__Challenge__. Output every one of the following records verbatim, reproducing each line without any change.

__Working data__.
# # # # # # #

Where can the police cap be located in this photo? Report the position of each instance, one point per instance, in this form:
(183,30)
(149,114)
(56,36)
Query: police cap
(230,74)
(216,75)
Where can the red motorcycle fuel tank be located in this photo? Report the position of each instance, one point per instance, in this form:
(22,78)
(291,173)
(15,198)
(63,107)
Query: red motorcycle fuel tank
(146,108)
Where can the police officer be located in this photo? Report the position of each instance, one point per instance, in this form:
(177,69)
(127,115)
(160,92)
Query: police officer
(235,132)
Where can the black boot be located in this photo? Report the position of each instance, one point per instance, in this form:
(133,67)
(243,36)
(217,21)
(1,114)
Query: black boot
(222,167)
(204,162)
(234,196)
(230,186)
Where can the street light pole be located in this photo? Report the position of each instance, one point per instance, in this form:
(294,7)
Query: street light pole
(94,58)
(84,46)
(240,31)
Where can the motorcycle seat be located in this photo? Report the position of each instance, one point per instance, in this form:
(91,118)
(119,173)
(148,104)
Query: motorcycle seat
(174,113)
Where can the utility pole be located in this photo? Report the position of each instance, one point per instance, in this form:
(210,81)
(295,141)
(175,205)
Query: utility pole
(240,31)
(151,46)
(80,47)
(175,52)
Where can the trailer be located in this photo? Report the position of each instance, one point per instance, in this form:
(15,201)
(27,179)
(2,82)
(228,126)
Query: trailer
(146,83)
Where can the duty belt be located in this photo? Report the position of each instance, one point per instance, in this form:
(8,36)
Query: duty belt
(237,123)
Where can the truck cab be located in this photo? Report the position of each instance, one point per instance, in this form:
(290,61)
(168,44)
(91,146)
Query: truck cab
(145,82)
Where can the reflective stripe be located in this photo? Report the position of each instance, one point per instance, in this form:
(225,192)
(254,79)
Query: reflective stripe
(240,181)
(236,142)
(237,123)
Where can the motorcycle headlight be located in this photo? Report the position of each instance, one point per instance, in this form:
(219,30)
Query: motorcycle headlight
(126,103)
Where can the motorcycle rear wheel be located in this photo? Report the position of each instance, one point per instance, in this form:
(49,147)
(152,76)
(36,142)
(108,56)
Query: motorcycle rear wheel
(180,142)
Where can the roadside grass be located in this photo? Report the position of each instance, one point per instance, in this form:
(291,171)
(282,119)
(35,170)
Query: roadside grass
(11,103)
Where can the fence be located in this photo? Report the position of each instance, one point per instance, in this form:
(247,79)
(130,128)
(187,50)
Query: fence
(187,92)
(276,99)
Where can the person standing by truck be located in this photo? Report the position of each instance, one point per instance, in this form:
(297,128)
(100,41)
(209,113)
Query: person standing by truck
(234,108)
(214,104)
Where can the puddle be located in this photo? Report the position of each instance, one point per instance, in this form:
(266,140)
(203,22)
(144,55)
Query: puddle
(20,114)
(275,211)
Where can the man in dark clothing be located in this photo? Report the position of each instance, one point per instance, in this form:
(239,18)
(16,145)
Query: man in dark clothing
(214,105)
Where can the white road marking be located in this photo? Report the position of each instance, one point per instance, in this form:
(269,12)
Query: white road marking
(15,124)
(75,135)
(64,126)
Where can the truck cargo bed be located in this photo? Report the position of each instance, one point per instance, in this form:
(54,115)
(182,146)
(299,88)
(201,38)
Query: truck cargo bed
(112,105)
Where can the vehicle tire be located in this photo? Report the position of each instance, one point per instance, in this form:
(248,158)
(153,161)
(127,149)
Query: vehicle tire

# # # # # # #

__Answer to the exercise__.
Where can the police cap be located in this photo? Report the position of each instance, one point per instance, in this form:
(183,30)
(149,114)
(56,36)
Query: police cap
(230,74)
(216,75)
Where can the red motorcycle fuel tank be located in this photo? Report the position of each instance, one point per instance, in this form:
(22,78)
(291,173)
(15,198)
(63,107)
Query: red motorcycle fuel tank
(146,108)
Where can the police officer be located in this photo? Report the position of each instance, one point per instance, in this form:
(177,69)
(127,115)
(160,92)
Query: police officer
(235,132)
Where can the black boot be located in this photo? Report the position of each instance, one point per instance, in this form:
(133,67)
(243,36)
(217,21)
(1,114)
Query: black boot
(222,167)
(204,162)
(234,196)
(230,186)
Where can the street light pole be located in this photo? Report the position of each instance, one point per instance, in this form:
(294,7)
Query: street light pole
(94,58)
(84,46)
(240,31)
Where can the motorcycle seat be located in this photo? Report the position of each instance, one point per instance, in this form:
(91,118)
(119,173)
(148,104)
Query: motorcycle seat
(174,113)
Where can the utility pole be located in this photo? Report the position of each instance, one point per instance, in this form:
(210,81)
(295,141)
(175,205)
Query: utility pole
(240,31)
(151,46)
(80,47)
(175,52)
Where can the trailer be located in this photo? Report the position of each instance, one point per instance, in this form:
(15,201)
(27,179)
(2,82)
(228,126)
Query: trailer
(146,83)
Where can the duty belt be located in this photo? Report the position of each instance, one point per instance, in this form:
(8,36)
Query: duty belt
(237,123)
Where can the truck cab be located in this photo? Report the position of each instance, one point per instance, in this form:
(290,61)
(168,44)
(91,146)
Query: truck cab
(145,82)
Where can the reflective stripe be located in this photo? Report the position of each instance, one point per instance, in this form:
(225,192)
(254,79)
Query: reflective stripe
(240,181)
(236,142)
(237,123)
Where can the motorcycle headlight be located in this photo? Report the position of each instance, one point per instance, in this form:
(219,30)
Query: motorcycle headlight
(126,103)
Where can the motorcycle rear wheel be located in this photo? Report the position of each instance, one point per instance, in this form:
(49,147)
(152,76)
(36,142)
(108,56)
Query: motorcycle rear wheel
(180,142)
Where can the roadside grass be located in this photo? Report the position of each instance, one point per instance, in this form:
(291,171)
(282,119)
(35,170)
Query: roadside grass
(11,103)
Where can the fence be located in this photo? Report the position of each instance, one point per instance, in this form:
(247,79)
(130,128)
(187,50)
Query: fence
(187,92)
(276,99)
Where can the person standing by truck be located in this photo? Report the position of each instance, one point per instance, in this form:
(297,128)
(100,41)
(209,113)
Query: person standing by truck
(234,108)
(214,104)
Where can the puddle be located in this photo? Report the position of each instance, one point per instance, in this form:
(266,140)
(203,22)
(144,55)
Query: puddle
(20,114)
(275,211)
Where can the man in dark clothing be located in this photo? Report the position of each instance, one point per instance, in this form:
(239,18)
(16,145)
Query: man in dark clothing
(214,105)
Where can the white road marking be located in this photo? Report the position of each instance, one point per instance, in this form:
(269,12)
Query: white road marking
(15,124)
(75,135)
(64,126)
Where can the truck cargo bed be located in this photo? Report the position of each instance, one point per instance, in this form:
(54,115)
(182,146)
(299,88)
(201,38)
Query: truck cargo bed
(112,105)
Where can the vehicle tire be located in this photo? Report the position of each instance, one point per instance, in this form:
(248,158)
(153,161)
(127,149)
Query: vehicle tire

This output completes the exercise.